───── Records for this exercise
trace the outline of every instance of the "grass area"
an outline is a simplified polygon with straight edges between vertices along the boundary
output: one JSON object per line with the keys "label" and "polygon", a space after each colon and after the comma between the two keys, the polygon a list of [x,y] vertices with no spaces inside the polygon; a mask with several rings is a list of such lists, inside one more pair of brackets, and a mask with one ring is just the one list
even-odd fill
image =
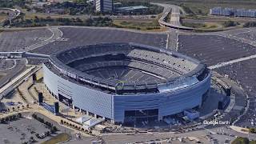
{"label": "grass area", "polygon": [[6,20],[7,18],[6,14],[2,14],[0,13],[0,22],[3,22],[4,20]]}
{"label": "grass area", "polygon": [[117,27],[135,29],[142,30],[160,30],[157,19],[154,20],[114,20]]}
{"label": "grass area", "polygon": [[42,144],[55,144],[55,143],[63,142],[69,140],[70,137],[70,136],[69,134],[66,133],[62,133],[42,142]]}
{"label": "grass area", "polygon": [[185,9],[186,12],[191,10],[192,14],[206,15],[209,14],[210,8],[232,7],[232,8],[245,8],[255,9],[256,1],[250,0],[172,0],[166,1],[169,3],[179,5]]}
{"label": "grass area", "polygon": [[[134,1],[134,0],[127,0]],[[148,0],[142,0],[148,1]],[[165,2],[182,6],[186,12],[190,10],[194,14],[206,15],[209,14],[209,9],[212,7],[233,7],[255,9],[255,0],[150,0],[154,2]],[[188,8],[188,9],[186,9]]]}

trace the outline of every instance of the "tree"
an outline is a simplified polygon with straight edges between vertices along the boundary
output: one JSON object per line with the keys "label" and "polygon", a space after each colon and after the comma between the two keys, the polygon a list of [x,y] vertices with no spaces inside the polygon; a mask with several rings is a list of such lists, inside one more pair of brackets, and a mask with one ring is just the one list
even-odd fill
{"label": "tree", "polygon": [[31,142],[34,142],[34,137],[33,137],[33,136],[31,136],[31,137],[30,138],[30,141],[31,141]]}
{"label": "tree", "polygon": [[256,128],[250,128],[250,133],[256,134]]}
{"label": "tree", "polygon": [[6,122],[6,119],[4,118],[1,118],[1,123],[5,123]]}
{"label": "tree", "polygon": [[18,113],[18,114],[17,114],[17,116],[18,116],[18,118],[22,118],[22,114]]}
{"label": "tree", "polygon": [[249,142],[250,141],[247,138],[238,137],[232,142],[232,144],[249,144]]}

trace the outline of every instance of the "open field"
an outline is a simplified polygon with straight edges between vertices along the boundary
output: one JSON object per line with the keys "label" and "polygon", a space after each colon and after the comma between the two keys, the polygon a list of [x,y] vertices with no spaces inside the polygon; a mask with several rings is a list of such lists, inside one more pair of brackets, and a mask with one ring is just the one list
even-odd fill
{"label": "open field", "polygon": [[154,20],[135,20],[135,19],[127,19],[127,20],[114,20],[113,23],[117,26],[117,27],[128,28],[128,29],[136,29],[142,30],[161,30],[162,27],[159,26],[158,19]]}

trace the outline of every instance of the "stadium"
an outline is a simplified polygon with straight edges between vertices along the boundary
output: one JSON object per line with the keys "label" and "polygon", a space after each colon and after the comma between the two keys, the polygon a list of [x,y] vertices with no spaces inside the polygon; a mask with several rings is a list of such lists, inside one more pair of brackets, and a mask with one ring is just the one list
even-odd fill
{"label": "stadium", "polygon": [[101,43],[50,55],[44,83],[63,103],[115,124],[154,122],[200,108],[210,70],[177,52],[136,43]]}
──────────
• Exercise description:
Make a word-for-word copy of the entries, without any pictures.

• Exercise response:
trace the outline of every instance of the "grass area"
an outline is a simplified polygon with straight edges between vertices along the boundary
output: one JSON object per line with the keys "label" and "polygon", a space after each colon and after the comma between the two keys, the polygon a list of [x,y] vertices with no spaces inside the polygon; a mask with several rings is a list of such lists, inside one more pair of brackets, and a mask with one ring is just the one list
even-odd fill
image =
{"label": "grass area", "polygon": [[6,20],[7,18],[6,14],[2,14],[0,13],[0,22],[3,22],[4,20]]}
{"label": "grass area", "polygon": [[117,27],[135,29],[142,30],[160,30],[157,19],[154,20],[114,20]]}
{"label": "grass area", "polygon": [[42,144],[55,144],[55,143],[63,142],[69,140],[70,137],[70,136],[69,134],[66,133],[62,133],[42,142]]}
{"label": "grass area", "polygon": [[185,9],[186,12],[191,10],[192,14],[206,15],[209,14],[210,8],[232,7],[232,8],[245,8],[255,9],[256,1],[250,0],[172,0],[166,1],[169,3],[179,5]]}
{"label": "grass area", "polygon": [[[134,1],[134,0],[127,0]],[[148,0],[142,0],[148,1]],[[165,2],[182,6],[186,12],[190,10],[194,14],[206,15],[209,14],[209,9],[212,7],[233,7],[255,9],[255,0],[150,0],[154,2]],[[188,8],[188,9],[186,9]]]}

trace the outline of every instance of the "tree"
an outline is a simplified polygon with straight edges between vertices along the boundary
output: one JSON object per line with the keys "label" and "polygon", a space after each colon and after the comma between the two keys, the polygon a list of [x,y] vertices with no spaces inside the polygon; a mask with several rings is a list of such lists, inside one more pair of brackets, and a mask with one ring is just the one list
even-odd fill
{"label": "tree", "polygon": [[31,142],[34,142],[34,137],[33,137],[33,136],[31,136],[31,137],[30,138],[30,141],[31,141]]}
{"label": "tree", "polygon": [[256,128],[250,128],[250,133],[256,134]]}
{"label": "tree", "polygon": [[6,122],[6,119],[4,118],[1,118],[1,123],[5,123]]}
{"label": "tree", "polygon": [[18,113],[18,114],[17,114],[17,116],[18,116],[18,118],[22,118],[22,114]]}
{"label": "tree", "polygon": [[249,142],[250,141],[247,138],[238,137],[232,142],[232,144],[249,144]]}

trace the outline of every instance of the "open field"
an outline is a simplified polygon with straight edges between vertices along the boundary
output: one JSON object per line with the keys "label" and "polygon", a space after each colon and after the comma between the two keys, the polygon a list of [x,y] vertices with no spaces inside the polygon; a mask with several rings is a list of such lists, inside one more pair of brackets, and a mask with one ring is just the one list
even-odd fill
{"label": "open field", "polygon": [[154,20],[135,20],[135,19],[127,19],[127,20],[114,20],[113,23],[117,26],[117,27],[128,28],[128,29],[136,29],[142,30],[161,30],[162,27],[159,26],[158,19]]}

trace the outline of every instance of the "stadium"
an outline is a simplified polygon with straight edges between vertices along the boundary
output: one JSON object per line with the keys "label" and "polygon", a space after each colon and after the comma between the two keys, the polygon a list of [x,y] vertices with no spaces inside the polygon; a mask with several rings is a list of such lists, inside one more pair of brackets, and a mask with one ring is just the one list
even-odd fill
{"label": "stadium", "polygon": [[101,43],[50,55],[44,83],[63,103],[115,124],[154,122],[200,108],[210,70],[177,52],[136,43]]}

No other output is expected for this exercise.